Written task. Copy out the listing lines word for word, beginning at the line containing "[tag] kitchen island" and continuing through the final line of the listing.

____________________

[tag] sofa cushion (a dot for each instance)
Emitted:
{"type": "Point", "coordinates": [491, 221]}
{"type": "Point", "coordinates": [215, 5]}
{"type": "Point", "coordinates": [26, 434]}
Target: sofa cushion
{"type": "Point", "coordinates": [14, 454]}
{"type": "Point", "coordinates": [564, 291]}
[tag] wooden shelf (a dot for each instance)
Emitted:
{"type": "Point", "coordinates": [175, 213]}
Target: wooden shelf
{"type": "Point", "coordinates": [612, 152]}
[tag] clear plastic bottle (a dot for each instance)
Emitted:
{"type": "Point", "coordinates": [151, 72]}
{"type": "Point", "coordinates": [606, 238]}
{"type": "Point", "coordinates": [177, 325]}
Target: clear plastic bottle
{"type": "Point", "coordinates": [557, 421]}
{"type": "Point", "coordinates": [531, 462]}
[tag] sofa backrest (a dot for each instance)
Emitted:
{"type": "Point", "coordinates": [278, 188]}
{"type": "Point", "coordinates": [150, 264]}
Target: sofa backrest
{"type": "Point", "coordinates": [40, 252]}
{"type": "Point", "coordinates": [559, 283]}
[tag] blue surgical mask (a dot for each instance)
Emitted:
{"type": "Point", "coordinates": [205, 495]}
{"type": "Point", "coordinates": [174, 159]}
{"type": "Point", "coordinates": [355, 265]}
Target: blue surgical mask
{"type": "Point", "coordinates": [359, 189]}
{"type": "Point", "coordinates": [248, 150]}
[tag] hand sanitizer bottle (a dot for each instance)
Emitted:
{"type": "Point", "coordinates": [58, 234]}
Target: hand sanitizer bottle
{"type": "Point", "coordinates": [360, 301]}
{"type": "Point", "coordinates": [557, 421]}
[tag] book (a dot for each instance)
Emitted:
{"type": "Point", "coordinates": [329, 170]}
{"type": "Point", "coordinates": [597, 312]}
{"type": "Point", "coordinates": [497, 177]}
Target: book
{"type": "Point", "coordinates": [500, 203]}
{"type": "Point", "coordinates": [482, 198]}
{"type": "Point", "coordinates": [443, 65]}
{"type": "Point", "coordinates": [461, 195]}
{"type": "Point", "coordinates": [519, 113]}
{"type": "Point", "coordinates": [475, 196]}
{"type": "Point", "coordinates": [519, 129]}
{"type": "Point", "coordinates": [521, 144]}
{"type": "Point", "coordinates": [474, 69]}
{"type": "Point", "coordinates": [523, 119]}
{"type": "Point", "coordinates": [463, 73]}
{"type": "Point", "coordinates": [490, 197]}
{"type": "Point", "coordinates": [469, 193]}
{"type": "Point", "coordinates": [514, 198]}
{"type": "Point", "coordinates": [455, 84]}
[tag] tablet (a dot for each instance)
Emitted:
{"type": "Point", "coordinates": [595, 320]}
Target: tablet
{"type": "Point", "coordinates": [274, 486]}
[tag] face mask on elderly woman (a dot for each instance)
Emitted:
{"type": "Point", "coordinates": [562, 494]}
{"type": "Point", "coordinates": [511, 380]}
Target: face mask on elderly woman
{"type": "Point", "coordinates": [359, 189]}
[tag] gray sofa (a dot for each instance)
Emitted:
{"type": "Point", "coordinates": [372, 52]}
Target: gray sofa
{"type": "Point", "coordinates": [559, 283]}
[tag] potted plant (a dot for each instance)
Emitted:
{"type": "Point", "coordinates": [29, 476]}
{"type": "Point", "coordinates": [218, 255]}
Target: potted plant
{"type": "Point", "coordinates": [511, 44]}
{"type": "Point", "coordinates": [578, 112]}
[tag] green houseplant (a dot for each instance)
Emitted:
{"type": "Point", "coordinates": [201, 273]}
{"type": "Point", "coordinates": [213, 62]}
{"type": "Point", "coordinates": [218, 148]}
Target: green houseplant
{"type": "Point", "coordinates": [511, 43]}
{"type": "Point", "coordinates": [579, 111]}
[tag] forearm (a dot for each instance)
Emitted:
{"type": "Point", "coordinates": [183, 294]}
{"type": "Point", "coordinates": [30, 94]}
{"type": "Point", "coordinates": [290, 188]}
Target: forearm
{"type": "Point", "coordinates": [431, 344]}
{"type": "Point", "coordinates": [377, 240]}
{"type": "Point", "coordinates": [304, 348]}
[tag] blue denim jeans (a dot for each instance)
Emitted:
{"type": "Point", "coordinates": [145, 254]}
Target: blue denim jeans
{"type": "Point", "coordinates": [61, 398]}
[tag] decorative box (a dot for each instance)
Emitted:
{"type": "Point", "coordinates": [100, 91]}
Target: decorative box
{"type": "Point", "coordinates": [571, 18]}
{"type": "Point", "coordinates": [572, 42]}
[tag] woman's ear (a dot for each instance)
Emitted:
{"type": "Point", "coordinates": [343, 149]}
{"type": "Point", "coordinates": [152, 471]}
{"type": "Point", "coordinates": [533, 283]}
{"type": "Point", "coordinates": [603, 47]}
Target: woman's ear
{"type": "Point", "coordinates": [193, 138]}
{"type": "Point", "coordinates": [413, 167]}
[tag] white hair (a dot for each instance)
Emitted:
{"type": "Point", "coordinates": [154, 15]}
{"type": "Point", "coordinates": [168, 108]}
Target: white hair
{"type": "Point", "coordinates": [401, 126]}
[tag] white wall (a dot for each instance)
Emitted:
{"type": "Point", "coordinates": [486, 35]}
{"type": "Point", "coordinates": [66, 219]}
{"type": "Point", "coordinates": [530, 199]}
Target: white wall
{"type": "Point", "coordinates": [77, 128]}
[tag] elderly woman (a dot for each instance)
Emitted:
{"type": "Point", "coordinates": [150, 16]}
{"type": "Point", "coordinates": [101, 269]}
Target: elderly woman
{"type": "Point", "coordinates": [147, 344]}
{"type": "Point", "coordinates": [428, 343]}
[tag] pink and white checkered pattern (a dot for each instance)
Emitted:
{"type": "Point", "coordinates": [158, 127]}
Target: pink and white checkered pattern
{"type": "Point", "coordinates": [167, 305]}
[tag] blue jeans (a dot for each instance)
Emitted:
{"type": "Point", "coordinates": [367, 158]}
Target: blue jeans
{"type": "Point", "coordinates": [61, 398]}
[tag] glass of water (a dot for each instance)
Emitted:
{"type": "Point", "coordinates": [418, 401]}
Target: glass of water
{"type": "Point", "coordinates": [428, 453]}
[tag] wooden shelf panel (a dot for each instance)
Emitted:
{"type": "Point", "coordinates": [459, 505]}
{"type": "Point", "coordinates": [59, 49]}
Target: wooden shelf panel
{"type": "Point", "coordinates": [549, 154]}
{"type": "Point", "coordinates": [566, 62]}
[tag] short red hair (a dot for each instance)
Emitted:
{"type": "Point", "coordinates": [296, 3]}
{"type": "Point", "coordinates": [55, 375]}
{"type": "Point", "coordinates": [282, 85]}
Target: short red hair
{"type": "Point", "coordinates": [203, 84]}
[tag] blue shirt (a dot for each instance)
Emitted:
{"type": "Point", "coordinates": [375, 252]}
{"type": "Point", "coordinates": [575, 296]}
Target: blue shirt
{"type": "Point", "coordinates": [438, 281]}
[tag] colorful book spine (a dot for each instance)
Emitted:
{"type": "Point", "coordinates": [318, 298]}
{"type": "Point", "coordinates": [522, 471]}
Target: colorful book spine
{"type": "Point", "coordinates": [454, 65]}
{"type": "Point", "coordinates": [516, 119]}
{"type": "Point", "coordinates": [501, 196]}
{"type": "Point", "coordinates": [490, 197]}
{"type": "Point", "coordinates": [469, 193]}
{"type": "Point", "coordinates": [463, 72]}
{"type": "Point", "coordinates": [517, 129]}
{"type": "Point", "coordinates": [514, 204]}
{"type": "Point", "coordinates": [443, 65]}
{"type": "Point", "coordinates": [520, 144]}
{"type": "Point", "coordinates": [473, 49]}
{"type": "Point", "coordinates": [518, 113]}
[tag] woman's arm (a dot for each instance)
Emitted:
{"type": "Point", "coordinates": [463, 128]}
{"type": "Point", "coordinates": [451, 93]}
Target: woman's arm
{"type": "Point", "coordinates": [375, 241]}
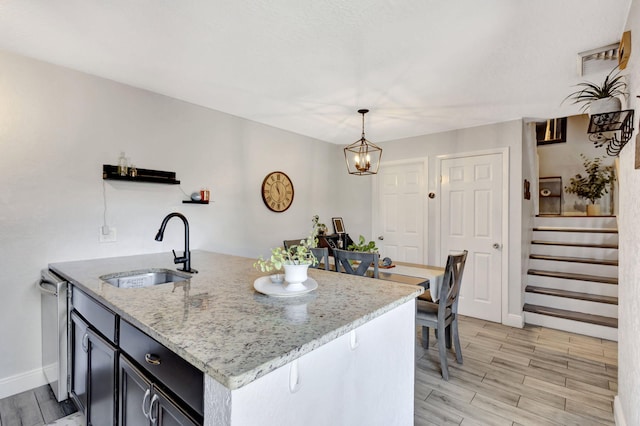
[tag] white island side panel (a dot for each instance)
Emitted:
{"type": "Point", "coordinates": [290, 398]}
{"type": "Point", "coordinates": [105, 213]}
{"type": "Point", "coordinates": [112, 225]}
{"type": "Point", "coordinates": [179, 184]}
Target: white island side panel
{"type": "Point", "coordinates": [363, 377]}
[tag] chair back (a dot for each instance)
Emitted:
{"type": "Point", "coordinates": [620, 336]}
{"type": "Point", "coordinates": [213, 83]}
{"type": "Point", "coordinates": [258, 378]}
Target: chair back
{"type": "Point", "coordinates": [322, 255]}
{"type": "Point", "coordinates": [290, 243]}
{"type": "Point", "coordinates": [450, 290]}
{"type": "Point", "coordinates": [344, 257]}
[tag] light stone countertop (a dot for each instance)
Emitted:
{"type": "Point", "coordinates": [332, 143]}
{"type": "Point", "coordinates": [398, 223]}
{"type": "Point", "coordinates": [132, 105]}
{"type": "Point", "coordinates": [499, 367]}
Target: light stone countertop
{"type": "Point", "coordinates": [221, 325]}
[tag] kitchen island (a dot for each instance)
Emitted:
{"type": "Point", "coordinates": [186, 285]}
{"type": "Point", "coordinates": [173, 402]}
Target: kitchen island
{"type": "Point", "coordinates": [342, 354]}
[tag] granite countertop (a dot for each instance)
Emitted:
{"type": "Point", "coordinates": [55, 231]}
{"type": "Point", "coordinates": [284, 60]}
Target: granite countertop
{"type": "Point", "coordinates": [221, 325]}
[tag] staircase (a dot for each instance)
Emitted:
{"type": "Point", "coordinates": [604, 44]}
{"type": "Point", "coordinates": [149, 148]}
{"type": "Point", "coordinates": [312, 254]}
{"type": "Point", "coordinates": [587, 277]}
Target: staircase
{"type": "Point", "coordinates": [572, 282]}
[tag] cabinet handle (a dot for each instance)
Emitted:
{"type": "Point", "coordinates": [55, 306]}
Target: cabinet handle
{"type": "Point", "coordinates": [146, 395]}
{"type": "Point", "coordinates": [153, 401]}
{"type": "Point", "coordinates": [152, 359]}
{"type": "Point", "coordinates": [294, 377]}
{"type": "Point", "coordinates": [85, 342]}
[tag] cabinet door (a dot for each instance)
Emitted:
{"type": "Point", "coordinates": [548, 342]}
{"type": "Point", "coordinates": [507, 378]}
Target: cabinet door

____________________

Final answer.
[tag] kitchen island (a dot for each instance)
Emitted:
{"type": "Point", "coordinates": [186, 285]}
{"type": "Point", "coordinates": [173, 402]}
Target: kitchen island
{"type": "Point", "coordinates": [342, 354]}
[tag] granite countertop (a dot for each instance)
Emitted:
{"type": "Point", "coordinates": [55, 231]}
{"type": "Point", "coordinates": [284, 60]}
Target: granite countertop
{"type": "Point", "coordinates": [221, 325]}
[tag] staircase (a dot for each instance)
Emitted:
{"type": "Point", "coordinates": [604, 44]}
{"type": "Point", "coordinates": [149, 148]}
{"type": "Point", "coordinates": [312, 254]}
{"type": "Point", "coordinates": [587, 277]}
Target: staircase
{"type": "Point", "coordinates": [572, 282]}
[tag] cabinet handle (a dot for each instance)
Emitted:
{"type": "Point", "coordinates": [55, 306]}
Target: cabinet handle
{"type": "Point", "coordinates": [146, 395]}
{"type": "Point", "coordinates": [153, 401]}
{"type": "Point", "coordinates": [152, 359]}
{"type": "Point", "coordinates": [294, 377]}
{"type": "Point", "coordinates": [85, 342]}
[tag] cabinet door (a dot for each instance)
Emitted:
{"type": "Point", "coordinates": [548, 342]}
{"type": "Point", "coordinates": [507, 378]}
Target: cabinet door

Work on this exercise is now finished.